Dataset extract:
++++
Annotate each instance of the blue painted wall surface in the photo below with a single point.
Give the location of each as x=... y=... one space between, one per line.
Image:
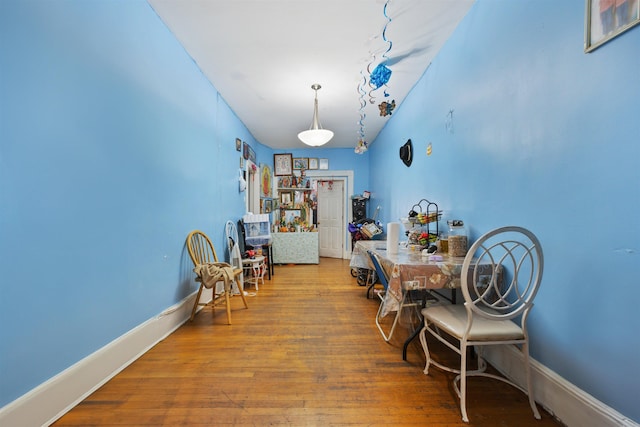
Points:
x=113 y=146
x=544 y=136
x=339 y=159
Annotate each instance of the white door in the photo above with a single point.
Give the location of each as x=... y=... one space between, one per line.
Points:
x=331 y=222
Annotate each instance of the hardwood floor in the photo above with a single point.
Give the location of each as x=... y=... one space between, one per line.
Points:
x=306 y=353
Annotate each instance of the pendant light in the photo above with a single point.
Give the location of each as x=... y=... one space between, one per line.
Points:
x=316 y=136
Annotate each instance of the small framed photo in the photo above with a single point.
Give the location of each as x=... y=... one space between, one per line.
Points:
x=245 y=150
x=283 y=164
x=606 y=19
x=268 y=206
x=285 y=198
x=300 y=163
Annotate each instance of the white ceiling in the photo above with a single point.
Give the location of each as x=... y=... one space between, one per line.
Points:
x=264 y=55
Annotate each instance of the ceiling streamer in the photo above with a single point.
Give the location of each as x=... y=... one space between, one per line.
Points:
x=378 y=77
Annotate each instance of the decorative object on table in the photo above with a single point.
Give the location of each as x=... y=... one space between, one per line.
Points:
x=406 y=153
x=316 y=136
x=266 y=180
x=457 y=240
x=283 y=164
x=606 y=20
x=393 y=237
x=300 y=163
x=386 y=108
x=419 y=223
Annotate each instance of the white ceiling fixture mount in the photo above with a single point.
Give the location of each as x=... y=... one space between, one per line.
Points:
x=316 y=136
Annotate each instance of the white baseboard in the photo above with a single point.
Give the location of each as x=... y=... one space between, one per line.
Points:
x=56 y=396
x=569 y=404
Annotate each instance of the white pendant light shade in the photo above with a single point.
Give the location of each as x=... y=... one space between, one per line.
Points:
x=316 y=136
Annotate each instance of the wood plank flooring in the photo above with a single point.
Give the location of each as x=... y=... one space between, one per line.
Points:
x=306 y=353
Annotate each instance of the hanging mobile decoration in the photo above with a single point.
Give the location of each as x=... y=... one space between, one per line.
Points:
x=448 y=124
x=386 y=108
x=381 y=74
x=378 y=77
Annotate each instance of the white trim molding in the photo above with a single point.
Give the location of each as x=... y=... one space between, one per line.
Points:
x=569 y=404
x=52 y=399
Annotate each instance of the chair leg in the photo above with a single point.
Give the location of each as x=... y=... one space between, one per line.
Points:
x=196 y=303
x=243 y=298
x=527 y=370
x=425 y=348
x=463 y=382
x=393 y=326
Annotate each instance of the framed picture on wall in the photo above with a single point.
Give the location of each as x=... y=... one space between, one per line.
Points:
x=285 y=198
x=283 y=164
x=300 y=163
x=245 y=150
x=267 y=206
x=606 y=19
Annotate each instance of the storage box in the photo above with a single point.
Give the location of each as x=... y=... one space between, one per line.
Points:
x=257 y=229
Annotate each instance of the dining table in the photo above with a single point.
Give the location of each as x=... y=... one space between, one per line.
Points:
x=407 y=265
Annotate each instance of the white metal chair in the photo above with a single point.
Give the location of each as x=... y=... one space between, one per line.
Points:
x=500 y=277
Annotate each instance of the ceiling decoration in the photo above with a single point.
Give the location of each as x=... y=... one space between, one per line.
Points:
x=263 y=55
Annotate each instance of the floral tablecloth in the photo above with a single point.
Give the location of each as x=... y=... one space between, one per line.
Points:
x=405 y=266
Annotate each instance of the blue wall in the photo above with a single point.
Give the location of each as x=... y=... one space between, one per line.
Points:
x=113 y=146
x=544 y=136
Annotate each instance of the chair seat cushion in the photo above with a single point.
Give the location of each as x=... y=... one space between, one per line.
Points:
x=453 y=320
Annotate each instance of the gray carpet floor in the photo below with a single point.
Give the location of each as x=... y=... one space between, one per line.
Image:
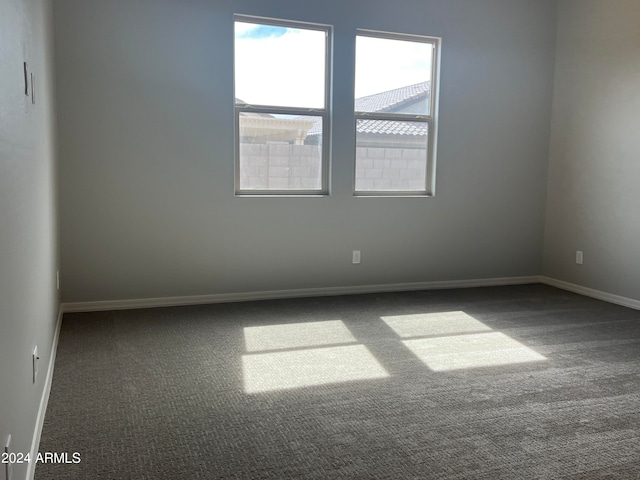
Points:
x=486 y=383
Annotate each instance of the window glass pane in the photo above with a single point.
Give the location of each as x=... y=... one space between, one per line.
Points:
x=393 y=76
x=279 y=66
x=280 y=152
x=391 y=155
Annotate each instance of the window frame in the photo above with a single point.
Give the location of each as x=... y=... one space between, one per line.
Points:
x=430 y=119
x=324 y=112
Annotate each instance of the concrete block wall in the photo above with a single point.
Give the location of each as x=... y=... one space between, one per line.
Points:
x=280 y=167
x=284 y=167
x=380 y=168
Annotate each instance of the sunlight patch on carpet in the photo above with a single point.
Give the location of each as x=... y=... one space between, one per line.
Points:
x=471 y=351
x=296 y=335
x=439 y=323
x=311 y=367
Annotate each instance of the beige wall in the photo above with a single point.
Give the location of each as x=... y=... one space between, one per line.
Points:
x=28 y=257
x=593 y=200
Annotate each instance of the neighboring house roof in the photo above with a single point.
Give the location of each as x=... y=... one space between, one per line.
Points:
x=390 y=101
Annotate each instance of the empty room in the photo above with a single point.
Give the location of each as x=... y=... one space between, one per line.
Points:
x=280 y=239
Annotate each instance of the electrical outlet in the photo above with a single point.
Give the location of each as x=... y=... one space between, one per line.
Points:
x=34 y=359
x=26 y=79
x=8 y=466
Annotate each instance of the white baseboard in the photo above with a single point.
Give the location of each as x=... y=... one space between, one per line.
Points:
x=44 y=399
x=590 y=292
x=294 y=293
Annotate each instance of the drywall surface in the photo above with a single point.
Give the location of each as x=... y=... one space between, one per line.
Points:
x=594 y=169
x=28 y=247
x=145 y=93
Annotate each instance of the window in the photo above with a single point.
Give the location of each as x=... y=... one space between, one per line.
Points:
x=281 y=106
x=395 y=93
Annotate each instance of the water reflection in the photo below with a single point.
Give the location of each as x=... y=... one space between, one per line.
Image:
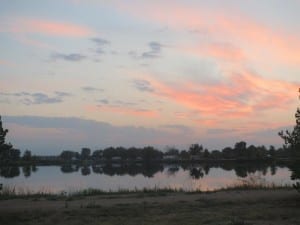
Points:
x=195 y=171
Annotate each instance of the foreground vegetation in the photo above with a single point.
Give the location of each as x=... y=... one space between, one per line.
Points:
x=230 y=207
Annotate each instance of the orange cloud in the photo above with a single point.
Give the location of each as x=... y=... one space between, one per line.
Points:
x=45 y=27
x=238 y=96
x=124 y=110
x=257 y=39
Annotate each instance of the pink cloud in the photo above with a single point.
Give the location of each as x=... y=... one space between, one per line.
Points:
x=46 y=27
x=124 y=110
x=237 y=97
x=257 y=39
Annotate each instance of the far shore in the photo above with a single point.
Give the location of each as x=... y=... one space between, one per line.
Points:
x=278 y=206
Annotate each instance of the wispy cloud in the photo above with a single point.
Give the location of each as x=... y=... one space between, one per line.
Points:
x=92 y=89
x=155 y=49
x=154 y=52
x=73 y=57
x=220 y=25
x=143 y=85
x=122 y=107
x=237 y=96
x=101 y=43
x=45 y=27
x=37 y=98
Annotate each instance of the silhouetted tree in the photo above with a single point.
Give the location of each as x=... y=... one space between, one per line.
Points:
x=196 y=149
x=292 y=142
x=292 y=138
x=27 y=155
x=4 y=147
x=85 y=153
x=68 y=155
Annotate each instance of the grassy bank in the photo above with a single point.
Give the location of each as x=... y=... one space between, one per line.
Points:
x=11 y=192
x=231 y=207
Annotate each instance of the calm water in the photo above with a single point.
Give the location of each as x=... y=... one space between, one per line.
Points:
x=115 y=177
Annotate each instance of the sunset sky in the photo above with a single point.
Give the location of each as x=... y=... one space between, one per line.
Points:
x=95 y=73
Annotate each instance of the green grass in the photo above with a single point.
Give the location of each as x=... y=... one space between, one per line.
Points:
x=10 y=192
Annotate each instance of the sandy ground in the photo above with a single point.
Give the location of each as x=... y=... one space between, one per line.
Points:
x=251 y=207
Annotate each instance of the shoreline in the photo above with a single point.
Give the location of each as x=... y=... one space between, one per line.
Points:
x=229 y=207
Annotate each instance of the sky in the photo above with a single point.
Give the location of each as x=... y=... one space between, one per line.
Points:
x=165 y=73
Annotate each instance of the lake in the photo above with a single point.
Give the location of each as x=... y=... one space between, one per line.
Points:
x=114 y=177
++++
Task objective: Above are the records; copy exactly the lines from the one with "Annotate each instance of the sunset" through the final line.

Response to this task:
Annotate each instance of the sunset sky in the photo above with a single point.
Give the location of each as x=... y=... one space between, one per line.
Points:
x=95 y=73
Annotate each instance of the green grass in the photo above with a single point.
Give the location of each as x=... y=... one space between, one per line.
Points:
x=10 y=192
Annotate each instance of the sandy ground in the photo above with a single point.
Give the location of each as x=... y=... one space between, one per line.
Points:
x=251 y=207
Annotate each instance of the shoreline in the photo above with a single point.
Give the location of each as x=... y=... one space between, one per line.
Points:
x=229 y=207
Annotate each instance of the sky in the photo above with a single point.
Give the location of each as x=... y=... one space between, one per line.
Points:
x=165 y=73
Annotate each instance of the lake in the photo above with a single point.
Give the location of each as x=... y=... one space between, one per line.
Points:
x=114 y=177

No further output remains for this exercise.